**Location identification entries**
* * * * * * *
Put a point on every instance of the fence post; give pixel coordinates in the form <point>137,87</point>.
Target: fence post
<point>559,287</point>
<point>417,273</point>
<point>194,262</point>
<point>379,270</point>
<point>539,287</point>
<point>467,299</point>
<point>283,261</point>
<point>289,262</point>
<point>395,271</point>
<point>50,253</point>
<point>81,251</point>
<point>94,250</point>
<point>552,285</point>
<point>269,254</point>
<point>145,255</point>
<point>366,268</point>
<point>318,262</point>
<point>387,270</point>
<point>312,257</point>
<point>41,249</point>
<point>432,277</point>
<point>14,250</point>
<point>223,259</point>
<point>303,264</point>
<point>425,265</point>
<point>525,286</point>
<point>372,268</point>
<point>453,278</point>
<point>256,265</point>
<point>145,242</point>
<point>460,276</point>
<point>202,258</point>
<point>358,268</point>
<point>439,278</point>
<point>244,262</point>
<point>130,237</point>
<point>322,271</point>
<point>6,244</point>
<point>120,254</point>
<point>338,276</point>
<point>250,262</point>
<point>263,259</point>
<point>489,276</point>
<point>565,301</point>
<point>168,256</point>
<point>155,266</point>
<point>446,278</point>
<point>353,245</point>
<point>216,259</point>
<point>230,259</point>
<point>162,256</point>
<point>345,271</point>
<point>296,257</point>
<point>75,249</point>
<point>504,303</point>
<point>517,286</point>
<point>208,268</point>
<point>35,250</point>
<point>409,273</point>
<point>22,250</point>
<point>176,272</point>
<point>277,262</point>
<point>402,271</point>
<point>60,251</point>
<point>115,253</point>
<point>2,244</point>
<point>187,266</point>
* * * * * * *
**TASK TO COMPLETE**
Copy out the entries above, switching every "fence post" to "gate post" and leaving everything else unchanged.

**TASK ANSWER**
Put a point on every instance of the gate post; give pixel coordinates in the form <point>137,87</point>.
Target: gate post
<point>559,287</point>
<point>417,273</point>
<point>194,262</point>
<point>379,270</point>
<point>539,287</point>
<point>467,299</point>
<point>283,261</point>
<point>289,262</point>
<point>395,271</point>
<point>50,253</point>
<point>81,251</point>
<point>94,250</point>
<point>552,285</point>
<point>269,254</point>
<point>145,255</point>
<point>366,268</point>
<point>318,262</point>
<point>387,270</point>
<point>312,257</point>
<point>41,249</point>
<point>432,277</point>
<point>14,250</point>
<point>223,259</point>
<point>303,264</point>
<point>425,265</point>
<point>525,286</point>
<point>372,268</point>
<point>453,278</point>
<point>256,265</point>
<point>145,242</point>
<point>460,276</point>
<point>202,258</point>
<point>358,268</point>
<point>439,278</point>
<point>244,262</point>
<point>130,237</point>
<point>322,271</point>
<point>6,244</point>
<point>120,254</point>
<point>338,276</point>
<point>250,262</point>
<point>263,259</point>
<point>489,276</point>
<point>565,301</point>
<point>168,256</point>
<point>155,266</point>
<point>446,278</point>
<point>353,245</point>
<point>216,259</point>
<point>230,259</point>
<point>162,256</point>
<point>345,271</point>
<point>296,257</point>
<point>75,249</point>
<point>504,303</point>
<point>517,286</point>
<point>208,268</point>
<point>35,250</point>
<point>409,273</point>
<point>22,250</point>
<point>176,272</point>
<point>277,262</point>
<point>402,271</point>
<point>60,251</point>
<point>115,253</point>
<point>2,244</point>
<point>187,266</point>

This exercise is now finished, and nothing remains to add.